The word "guillemot" occurs in some lines of the data. Return each such line.
-=-=-=-=-
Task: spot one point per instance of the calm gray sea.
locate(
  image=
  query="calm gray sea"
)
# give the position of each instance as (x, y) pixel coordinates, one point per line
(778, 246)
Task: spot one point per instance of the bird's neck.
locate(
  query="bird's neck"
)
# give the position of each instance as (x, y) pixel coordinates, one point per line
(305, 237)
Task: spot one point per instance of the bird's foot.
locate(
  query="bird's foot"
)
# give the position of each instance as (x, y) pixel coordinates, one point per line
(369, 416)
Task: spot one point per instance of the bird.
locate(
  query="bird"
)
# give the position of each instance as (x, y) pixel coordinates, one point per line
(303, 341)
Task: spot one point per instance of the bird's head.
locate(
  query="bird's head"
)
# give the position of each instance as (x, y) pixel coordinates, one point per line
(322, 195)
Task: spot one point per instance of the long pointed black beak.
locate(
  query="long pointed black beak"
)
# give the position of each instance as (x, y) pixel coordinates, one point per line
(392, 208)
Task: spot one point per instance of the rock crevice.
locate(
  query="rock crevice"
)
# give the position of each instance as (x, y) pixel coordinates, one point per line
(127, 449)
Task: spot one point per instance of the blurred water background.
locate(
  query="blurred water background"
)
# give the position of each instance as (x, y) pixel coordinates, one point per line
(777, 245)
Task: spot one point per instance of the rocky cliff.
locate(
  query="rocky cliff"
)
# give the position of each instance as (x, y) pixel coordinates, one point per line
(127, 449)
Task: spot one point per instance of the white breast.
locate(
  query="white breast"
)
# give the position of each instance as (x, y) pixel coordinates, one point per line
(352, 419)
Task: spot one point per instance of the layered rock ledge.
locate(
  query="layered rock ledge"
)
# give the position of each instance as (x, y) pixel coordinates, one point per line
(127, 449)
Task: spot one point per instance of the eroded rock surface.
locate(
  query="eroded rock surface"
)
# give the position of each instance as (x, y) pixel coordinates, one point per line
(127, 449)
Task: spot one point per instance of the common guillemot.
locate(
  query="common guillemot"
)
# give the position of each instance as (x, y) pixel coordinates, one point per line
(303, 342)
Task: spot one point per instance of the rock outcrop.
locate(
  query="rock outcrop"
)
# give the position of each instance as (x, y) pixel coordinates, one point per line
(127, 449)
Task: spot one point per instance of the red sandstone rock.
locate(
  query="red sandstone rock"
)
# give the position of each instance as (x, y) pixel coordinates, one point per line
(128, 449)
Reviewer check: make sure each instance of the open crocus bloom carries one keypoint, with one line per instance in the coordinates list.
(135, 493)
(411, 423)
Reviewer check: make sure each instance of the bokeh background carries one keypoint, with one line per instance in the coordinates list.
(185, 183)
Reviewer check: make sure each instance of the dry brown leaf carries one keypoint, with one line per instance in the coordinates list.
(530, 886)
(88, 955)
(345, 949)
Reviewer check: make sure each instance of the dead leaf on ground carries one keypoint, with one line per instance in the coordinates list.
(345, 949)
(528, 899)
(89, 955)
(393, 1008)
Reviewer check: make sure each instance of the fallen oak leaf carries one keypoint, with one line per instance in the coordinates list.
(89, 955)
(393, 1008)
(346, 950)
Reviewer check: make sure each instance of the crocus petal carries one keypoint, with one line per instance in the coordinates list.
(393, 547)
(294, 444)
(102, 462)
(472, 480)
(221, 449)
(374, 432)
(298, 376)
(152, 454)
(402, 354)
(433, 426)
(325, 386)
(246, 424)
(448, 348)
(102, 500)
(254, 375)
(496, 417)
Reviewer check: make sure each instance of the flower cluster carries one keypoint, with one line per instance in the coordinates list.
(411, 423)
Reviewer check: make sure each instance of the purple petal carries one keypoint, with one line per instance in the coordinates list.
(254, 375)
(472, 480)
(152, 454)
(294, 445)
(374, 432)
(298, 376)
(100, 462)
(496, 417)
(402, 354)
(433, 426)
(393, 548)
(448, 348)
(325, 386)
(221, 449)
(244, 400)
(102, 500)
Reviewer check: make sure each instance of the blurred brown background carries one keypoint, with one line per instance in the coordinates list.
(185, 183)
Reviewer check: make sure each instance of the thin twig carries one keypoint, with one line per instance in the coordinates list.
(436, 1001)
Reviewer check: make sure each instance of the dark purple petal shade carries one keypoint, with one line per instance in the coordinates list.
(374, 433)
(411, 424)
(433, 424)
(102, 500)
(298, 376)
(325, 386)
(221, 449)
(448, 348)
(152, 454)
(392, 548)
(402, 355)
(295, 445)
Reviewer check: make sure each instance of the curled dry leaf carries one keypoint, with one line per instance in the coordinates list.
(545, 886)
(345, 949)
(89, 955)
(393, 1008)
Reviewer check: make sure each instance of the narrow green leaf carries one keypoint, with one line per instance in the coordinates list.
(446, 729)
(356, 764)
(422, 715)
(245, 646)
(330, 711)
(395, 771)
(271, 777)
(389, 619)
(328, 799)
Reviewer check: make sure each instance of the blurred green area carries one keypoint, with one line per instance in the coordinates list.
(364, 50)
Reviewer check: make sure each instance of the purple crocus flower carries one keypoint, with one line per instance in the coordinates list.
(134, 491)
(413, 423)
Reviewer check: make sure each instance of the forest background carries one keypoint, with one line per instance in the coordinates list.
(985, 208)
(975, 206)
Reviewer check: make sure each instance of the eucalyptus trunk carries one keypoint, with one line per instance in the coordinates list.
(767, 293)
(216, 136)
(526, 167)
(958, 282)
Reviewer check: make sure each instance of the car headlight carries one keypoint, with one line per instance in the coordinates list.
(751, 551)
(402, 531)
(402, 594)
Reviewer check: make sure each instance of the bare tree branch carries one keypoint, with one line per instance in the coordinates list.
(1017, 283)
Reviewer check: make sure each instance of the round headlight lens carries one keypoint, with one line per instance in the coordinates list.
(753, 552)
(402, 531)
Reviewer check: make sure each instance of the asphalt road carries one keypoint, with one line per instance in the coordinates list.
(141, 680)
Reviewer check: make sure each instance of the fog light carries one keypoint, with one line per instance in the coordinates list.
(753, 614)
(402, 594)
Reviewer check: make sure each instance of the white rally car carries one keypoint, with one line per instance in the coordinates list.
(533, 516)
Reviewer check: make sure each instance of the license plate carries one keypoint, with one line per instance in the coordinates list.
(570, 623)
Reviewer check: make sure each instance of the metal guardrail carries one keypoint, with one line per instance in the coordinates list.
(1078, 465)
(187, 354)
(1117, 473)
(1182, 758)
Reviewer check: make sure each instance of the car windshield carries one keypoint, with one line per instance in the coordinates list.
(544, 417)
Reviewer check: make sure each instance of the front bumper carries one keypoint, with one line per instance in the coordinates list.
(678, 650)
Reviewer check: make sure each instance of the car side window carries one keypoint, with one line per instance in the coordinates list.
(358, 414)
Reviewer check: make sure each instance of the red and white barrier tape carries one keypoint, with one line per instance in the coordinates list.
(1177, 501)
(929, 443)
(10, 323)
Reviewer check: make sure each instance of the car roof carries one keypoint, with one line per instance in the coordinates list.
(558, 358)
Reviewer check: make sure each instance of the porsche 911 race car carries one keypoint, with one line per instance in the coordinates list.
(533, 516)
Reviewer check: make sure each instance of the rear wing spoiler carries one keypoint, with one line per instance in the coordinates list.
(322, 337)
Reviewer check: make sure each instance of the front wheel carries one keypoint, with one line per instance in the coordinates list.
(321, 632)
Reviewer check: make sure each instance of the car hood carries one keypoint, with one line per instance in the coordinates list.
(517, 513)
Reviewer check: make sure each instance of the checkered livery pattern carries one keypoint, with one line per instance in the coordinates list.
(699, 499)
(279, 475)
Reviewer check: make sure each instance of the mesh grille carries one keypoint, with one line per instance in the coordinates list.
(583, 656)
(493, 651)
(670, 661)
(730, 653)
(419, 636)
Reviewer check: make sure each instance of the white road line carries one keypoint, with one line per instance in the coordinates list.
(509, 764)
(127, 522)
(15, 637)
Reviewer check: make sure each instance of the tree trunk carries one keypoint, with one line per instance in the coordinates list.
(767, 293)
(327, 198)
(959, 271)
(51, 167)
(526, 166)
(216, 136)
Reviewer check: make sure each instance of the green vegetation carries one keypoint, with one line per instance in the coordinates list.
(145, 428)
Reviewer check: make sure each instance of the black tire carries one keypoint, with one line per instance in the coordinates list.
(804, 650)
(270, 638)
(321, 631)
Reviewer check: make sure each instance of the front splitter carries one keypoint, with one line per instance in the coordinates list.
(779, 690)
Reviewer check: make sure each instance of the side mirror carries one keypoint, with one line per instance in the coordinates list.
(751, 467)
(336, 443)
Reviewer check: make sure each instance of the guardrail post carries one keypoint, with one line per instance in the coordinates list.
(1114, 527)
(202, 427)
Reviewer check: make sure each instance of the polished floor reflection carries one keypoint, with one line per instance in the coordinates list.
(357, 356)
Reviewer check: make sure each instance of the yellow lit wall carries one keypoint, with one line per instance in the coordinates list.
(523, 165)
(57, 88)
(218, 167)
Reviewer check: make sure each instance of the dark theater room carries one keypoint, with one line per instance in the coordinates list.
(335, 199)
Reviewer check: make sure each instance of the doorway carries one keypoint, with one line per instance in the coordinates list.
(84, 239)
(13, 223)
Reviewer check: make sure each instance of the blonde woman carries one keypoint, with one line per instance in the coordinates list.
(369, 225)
-=-=-=-=-
__THE COMPLETED TASK__:
Task: spot one point per instance of the common guillemot.
  query="common guillemot"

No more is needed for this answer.